__Request__:
Pull out and copy every line in the records below that contains the word "cockpit".

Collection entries
○ ○ ○ ○

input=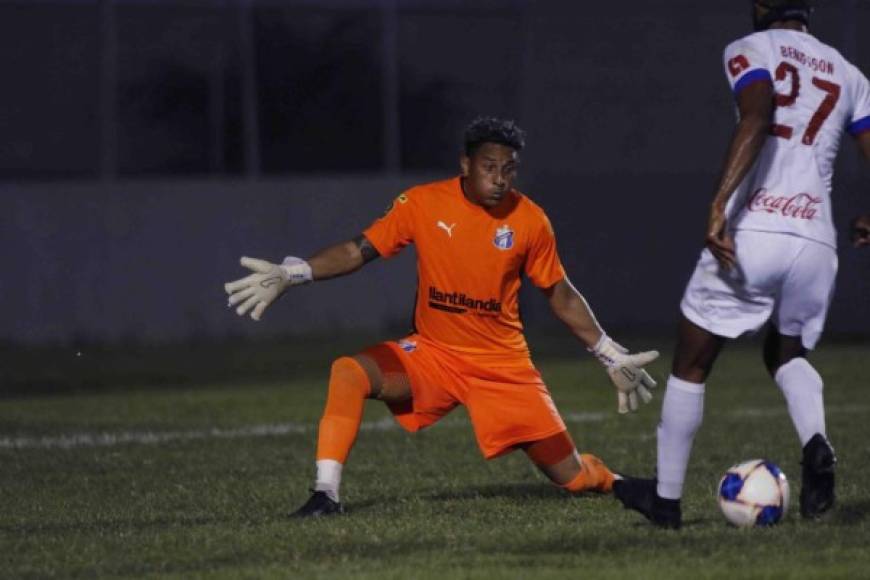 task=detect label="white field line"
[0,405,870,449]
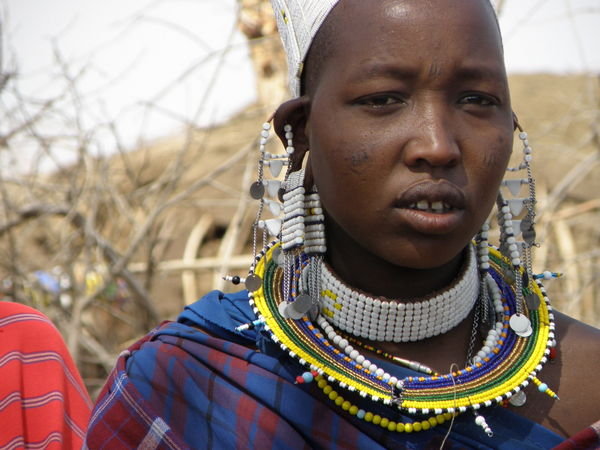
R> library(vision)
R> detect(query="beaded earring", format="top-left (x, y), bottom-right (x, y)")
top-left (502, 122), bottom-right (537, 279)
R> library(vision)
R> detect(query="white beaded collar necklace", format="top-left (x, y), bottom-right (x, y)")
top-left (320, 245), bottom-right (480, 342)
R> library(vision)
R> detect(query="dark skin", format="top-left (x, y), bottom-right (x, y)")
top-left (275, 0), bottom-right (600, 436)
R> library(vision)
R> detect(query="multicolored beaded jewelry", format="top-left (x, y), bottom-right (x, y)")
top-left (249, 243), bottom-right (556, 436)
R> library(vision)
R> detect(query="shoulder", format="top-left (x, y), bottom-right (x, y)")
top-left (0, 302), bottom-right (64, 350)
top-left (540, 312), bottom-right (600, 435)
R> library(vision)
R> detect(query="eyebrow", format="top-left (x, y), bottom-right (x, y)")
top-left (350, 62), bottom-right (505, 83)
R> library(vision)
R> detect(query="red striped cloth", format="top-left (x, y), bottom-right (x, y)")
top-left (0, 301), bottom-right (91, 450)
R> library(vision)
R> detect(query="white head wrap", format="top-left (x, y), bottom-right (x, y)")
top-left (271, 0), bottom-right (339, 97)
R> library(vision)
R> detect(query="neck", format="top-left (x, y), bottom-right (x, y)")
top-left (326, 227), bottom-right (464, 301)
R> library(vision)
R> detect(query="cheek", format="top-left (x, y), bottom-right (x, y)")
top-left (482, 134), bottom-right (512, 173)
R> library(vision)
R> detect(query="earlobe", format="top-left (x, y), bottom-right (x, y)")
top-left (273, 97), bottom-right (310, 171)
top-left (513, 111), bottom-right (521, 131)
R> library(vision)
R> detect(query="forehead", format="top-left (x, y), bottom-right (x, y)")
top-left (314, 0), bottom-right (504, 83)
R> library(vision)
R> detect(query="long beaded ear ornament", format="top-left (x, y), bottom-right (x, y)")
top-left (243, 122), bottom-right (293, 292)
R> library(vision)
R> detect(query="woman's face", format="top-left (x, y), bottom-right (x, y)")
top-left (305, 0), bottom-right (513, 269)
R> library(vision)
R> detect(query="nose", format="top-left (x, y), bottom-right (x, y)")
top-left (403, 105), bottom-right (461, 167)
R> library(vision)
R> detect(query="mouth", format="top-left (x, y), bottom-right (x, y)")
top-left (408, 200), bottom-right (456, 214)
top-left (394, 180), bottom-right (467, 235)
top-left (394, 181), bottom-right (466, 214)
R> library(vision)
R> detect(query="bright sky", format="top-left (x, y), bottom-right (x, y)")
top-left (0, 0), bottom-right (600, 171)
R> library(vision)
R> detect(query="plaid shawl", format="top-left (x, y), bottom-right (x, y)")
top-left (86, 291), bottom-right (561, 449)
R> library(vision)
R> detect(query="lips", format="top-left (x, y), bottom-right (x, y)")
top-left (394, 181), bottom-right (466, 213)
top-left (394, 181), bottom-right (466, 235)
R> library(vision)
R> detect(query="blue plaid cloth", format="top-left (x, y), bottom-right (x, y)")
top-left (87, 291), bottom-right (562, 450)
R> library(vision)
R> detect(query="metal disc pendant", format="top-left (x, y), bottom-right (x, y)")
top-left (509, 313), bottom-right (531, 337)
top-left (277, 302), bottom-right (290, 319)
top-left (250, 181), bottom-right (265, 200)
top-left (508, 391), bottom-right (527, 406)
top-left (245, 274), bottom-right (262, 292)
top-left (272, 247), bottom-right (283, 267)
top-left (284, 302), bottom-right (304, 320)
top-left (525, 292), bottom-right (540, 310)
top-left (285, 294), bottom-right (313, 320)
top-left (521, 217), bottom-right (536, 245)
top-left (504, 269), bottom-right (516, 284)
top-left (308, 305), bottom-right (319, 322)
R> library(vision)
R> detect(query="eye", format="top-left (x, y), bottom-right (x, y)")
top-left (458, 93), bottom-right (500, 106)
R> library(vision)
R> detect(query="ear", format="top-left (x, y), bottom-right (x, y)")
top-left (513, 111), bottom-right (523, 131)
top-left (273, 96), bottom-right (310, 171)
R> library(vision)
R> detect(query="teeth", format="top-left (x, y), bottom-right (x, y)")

○ ○ ○ ○

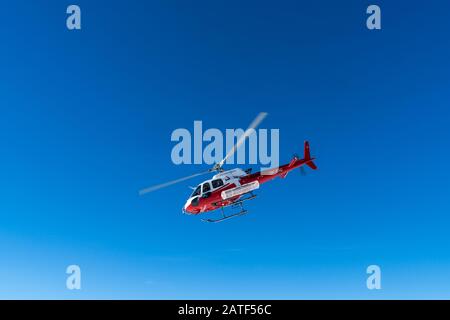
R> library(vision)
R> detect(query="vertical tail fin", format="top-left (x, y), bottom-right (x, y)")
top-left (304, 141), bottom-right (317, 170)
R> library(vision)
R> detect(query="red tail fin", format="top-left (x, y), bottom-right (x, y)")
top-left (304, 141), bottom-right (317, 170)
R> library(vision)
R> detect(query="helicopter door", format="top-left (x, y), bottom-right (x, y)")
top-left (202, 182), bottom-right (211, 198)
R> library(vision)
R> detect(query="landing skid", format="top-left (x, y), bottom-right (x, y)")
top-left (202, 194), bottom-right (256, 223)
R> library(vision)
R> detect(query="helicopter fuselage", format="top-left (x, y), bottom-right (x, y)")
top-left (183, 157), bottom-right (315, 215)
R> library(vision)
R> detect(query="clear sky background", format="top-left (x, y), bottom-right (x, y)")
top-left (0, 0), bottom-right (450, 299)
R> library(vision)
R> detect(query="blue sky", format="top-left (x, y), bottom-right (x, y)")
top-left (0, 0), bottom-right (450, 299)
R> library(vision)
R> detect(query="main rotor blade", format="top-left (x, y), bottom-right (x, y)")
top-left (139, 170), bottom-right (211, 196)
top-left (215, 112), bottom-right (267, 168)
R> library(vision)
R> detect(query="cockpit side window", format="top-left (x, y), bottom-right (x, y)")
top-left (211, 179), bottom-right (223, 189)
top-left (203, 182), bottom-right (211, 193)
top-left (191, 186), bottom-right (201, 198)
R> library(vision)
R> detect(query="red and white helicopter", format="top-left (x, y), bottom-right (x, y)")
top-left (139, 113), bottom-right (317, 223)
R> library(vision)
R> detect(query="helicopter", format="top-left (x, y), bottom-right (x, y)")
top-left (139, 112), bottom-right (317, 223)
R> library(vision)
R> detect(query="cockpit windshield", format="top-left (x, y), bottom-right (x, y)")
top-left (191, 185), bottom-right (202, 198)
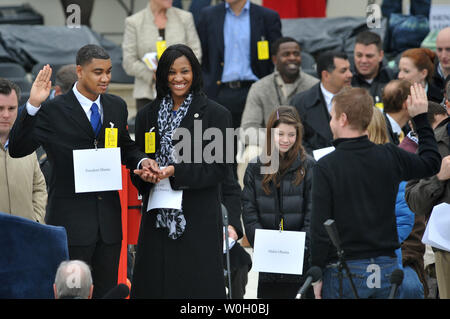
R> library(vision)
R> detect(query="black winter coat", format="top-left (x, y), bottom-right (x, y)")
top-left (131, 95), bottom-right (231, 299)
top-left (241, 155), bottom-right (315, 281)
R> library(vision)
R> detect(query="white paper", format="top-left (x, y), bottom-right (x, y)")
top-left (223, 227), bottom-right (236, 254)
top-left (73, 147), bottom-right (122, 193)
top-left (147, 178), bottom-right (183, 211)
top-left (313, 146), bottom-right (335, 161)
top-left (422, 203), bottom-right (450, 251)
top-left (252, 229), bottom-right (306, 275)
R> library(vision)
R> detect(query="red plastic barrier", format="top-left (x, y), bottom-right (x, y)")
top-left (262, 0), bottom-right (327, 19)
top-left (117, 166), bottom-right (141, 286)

○ ○ ○ ○

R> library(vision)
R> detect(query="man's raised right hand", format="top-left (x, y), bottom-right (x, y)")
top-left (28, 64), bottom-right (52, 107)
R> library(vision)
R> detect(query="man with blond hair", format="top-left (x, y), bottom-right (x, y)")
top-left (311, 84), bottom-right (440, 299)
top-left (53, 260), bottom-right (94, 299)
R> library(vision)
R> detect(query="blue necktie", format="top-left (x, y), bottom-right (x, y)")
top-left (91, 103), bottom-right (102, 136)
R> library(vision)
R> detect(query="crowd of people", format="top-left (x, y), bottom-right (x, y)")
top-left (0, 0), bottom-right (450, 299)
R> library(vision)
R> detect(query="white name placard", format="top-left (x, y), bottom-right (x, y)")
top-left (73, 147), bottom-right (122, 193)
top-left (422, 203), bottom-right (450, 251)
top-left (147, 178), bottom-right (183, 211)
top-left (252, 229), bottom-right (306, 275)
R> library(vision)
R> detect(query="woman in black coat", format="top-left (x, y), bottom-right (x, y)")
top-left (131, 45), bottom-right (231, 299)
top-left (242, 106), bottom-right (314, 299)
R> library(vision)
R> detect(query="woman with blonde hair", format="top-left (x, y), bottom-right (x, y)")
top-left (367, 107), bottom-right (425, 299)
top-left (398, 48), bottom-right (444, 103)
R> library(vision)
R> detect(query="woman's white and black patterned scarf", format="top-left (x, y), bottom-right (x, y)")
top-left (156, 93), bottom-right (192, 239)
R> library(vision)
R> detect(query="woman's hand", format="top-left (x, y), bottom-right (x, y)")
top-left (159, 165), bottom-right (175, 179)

○ ○ ○ ○

__Reply to the exercise__:
R> detect(query="cockpit side window", format="top-left (x, y), bottom-right (x, y)")
R> detect(query="cockpit windshield", format="top-left (x, y), bottom-right (x, y)")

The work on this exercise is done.